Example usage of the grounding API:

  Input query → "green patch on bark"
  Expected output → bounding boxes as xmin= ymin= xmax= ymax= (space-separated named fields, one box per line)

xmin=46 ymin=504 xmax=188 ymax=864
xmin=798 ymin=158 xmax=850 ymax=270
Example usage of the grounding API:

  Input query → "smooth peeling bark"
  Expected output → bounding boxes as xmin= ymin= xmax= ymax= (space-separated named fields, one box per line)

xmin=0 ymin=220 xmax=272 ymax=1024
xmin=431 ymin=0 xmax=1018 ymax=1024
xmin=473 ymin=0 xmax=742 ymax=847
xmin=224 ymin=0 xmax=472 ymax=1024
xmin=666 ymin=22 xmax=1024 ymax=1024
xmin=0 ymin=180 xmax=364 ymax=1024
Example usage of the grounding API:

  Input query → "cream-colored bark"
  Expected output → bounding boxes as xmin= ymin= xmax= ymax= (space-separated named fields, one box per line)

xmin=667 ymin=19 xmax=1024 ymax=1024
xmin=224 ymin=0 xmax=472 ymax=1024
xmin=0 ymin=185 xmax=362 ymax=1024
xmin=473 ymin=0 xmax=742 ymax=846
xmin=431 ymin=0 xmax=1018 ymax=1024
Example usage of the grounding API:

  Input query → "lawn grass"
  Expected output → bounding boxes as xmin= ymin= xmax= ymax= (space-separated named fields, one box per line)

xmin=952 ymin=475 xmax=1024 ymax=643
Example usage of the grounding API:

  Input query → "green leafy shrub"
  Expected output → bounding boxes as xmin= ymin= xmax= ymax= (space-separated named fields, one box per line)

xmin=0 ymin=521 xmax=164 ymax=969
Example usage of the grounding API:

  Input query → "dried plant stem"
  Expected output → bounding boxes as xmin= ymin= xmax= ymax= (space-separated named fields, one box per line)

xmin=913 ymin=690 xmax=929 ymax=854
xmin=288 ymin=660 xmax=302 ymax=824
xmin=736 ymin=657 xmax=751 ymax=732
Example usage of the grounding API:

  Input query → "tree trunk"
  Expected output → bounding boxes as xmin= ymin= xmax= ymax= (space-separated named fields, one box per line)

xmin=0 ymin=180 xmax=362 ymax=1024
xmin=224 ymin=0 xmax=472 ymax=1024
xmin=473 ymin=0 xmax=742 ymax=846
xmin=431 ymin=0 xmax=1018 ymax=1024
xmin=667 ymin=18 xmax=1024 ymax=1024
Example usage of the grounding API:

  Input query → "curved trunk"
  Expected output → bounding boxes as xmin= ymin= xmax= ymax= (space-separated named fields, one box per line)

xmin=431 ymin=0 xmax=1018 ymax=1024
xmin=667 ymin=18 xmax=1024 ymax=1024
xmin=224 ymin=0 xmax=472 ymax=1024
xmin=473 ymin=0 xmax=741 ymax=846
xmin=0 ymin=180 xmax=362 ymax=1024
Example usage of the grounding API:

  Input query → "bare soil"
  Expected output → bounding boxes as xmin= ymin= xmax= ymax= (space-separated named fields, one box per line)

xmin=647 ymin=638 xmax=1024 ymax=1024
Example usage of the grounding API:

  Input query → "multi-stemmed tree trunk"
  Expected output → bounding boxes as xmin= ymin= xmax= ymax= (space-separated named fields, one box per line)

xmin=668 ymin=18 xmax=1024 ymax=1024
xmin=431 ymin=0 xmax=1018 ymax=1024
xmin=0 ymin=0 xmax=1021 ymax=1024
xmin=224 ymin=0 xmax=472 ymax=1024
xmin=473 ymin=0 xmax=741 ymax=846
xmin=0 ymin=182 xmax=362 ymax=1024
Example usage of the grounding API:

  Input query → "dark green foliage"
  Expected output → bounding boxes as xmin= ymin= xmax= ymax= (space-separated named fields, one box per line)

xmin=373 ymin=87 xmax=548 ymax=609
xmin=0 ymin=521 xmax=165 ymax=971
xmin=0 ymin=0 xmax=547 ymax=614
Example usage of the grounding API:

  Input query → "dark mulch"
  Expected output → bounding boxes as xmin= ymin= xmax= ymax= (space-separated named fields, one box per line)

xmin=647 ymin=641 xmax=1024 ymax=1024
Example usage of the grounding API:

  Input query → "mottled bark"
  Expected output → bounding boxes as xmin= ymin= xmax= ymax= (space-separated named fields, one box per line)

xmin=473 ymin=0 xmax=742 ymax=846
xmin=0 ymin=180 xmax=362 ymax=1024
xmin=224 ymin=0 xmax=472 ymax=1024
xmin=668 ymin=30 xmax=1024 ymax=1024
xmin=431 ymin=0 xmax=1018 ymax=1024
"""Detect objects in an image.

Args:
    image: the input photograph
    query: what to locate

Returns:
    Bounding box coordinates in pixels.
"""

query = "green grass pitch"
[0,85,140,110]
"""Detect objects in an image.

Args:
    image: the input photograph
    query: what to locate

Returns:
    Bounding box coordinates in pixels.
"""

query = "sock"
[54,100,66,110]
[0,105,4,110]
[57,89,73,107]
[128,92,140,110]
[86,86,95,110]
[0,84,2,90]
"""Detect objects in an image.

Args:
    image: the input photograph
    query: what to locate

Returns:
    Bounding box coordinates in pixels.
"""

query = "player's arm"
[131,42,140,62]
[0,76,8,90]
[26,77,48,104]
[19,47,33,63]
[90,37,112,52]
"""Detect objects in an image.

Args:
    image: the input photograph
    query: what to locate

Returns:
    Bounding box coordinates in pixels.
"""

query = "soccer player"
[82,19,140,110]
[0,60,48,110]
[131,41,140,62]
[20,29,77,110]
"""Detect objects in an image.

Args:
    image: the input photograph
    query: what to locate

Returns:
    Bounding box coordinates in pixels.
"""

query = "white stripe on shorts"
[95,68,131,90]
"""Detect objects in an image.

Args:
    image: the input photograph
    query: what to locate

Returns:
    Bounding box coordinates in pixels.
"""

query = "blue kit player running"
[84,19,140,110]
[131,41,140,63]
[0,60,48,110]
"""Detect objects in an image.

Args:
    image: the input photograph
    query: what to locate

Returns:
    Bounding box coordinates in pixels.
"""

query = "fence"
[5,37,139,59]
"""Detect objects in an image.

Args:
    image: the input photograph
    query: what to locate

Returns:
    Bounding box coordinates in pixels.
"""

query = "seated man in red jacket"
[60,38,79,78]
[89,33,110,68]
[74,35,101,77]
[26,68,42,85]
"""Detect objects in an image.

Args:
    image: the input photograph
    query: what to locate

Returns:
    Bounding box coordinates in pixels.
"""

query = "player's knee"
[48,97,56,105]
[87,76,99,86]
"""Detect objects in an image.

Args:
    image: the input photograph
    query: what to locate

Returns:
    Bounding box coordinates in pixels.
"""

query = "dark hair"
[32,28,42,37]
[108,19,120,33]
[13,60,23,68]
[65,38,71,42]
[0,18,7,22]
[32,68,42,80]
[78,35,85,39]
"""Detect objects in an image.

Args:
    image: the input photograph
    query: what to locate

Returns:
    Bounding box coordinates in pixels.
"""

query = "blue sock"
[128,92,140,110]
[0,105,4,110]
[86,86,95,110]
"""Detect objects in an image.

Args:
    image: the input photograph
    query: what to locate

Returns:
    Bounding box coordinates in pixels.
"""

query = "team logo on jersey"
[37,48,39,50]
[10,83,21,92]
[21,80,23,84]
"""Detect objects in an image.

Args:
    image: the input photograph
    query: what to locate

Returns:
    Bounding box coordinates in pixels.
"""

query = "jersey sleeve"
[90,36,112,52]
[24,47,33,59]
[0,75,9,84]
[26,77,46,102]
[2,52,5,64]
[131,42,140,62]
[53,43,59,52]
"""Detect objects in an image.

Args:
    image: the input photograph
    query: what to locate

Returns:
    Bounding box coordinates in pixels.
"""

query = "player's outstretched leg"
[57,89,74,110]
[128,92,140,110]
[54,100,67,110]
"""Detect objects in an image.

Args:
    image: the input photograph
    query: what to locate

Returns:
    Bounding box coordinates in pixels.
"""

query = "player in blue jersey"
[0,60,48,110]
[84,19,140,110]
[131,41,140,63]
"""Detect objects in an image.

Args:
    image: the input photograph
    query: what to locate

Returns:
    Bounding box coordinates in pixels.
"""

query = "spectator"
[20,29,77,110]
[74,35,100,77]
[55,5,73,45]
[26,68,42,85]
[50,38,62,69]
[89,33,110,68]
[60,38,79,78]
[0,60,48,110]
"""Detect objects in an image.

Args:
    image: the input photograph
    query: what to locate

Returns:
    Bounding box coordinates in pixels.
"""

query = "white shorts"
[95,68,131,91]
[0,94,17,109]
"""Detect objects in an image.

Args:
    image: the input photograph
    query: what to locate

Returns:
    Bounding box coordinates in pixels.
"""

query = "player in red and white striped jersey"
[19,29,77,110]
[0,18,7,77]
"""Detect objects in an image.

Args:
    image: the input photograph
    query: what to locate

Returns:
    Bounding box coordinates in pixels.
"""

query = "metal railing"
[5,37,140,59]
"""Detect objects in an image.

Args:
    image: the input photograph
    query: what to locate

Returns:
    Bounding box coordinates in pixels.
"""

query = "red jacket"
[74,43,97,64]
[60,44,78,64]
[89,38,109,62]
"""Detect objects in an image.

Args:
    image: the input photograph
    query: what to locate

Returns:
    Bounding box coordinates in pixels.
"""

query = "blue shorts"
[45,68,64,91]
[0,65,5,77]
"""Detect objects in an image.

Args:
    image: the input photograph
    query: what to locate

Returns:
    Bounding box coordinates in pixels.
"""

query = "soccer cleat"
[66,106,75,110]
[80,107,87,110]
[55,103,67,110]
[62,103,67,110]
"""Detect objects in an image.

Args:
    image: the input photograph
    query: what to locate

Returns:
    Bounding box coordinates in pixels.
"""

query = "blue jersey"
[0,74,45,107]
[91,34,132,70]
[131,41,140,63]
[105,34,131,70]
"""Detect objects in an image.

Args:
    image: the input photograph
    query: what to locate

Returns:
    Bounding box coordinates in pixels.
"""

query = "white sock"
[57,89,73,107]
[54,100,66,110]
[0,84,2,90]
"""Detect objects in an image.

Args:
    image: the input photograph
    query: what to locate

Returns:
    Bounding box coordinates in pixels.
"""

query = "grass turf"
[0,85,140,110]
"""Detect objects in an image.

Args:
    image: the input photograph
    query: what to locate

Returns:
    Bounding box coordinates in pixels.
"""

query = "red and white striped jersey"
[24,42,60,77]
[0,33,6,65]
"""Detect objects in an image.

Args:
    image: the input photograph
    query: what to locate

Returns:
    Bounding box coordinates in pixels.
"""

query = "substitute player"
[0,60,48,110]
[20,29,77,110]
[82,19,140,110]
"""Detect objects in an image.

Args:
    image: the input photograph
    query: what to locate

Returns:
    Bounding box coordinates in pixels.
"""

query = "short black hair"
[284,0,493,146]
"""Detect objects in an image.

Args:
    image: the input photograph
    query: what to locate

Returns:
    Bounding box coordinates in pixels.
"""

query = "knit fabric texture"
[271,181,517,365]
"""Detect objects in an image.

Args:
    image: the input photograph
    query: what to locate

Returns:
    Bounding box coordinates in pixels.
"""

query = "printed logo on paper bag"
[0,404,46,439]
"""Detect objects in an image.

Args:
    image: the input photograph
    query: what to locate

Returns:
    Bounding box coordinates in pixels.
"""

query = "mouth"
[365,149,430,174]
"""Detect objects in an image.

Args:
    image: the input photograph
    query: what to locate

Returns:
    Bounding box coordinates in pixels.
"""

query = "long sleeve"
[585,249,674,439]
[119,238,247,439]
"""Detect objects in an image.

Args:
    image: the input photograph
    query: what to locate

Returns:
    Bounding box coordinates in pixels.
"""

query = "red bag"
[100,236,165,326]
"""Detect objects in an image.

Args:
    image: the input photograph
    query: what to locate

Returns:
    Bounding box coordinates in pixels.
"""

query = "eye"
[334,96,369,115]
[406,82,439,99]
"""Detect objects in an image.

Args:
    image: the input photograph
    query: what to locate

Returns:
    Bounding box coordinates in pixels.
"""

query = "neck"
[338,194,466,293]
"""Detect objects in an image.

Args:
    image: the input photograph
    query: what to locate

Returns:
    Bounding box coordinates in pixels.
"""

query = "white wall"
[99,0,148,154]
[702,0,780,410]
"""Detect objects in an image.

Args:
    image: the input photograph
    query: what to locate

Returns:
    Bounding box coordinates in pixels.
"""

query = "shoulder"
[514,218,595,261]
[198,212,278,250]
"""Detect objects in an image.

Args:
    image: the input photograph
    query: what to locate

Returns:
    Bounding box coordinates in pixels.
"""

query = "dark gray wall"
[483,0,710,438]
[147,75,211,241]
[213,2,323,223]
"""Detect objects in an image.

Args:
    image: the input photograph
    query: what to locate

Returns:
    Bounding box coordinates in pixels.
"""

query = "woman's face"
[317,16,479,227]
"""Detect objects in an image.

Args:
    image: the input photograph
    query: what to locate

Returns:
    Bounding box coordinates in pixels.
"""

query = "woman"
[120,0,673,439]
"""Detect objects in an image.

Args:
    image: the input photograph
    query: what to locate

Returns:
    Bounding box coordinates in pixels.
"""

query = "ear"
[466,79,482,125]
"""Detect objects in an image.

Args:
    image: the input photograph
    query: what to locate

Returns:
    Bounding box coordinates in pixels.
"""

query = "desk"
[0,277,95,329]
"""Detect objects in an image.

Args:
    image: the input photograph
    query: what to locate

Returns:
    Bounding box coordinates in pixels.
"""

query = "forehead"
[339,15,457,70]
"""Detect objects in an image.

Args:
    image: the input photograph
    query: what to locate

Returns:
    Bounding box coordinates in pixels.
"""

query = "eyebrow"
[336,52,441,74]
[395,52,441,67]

######

▸ **WHAT THIS TASK INVOLVES**
Report the number of lines in the entries above that contain the string "striped", counting only matches with the same capitalization. Give the number alone.

▸ **EXERCISE OUTPUT**
2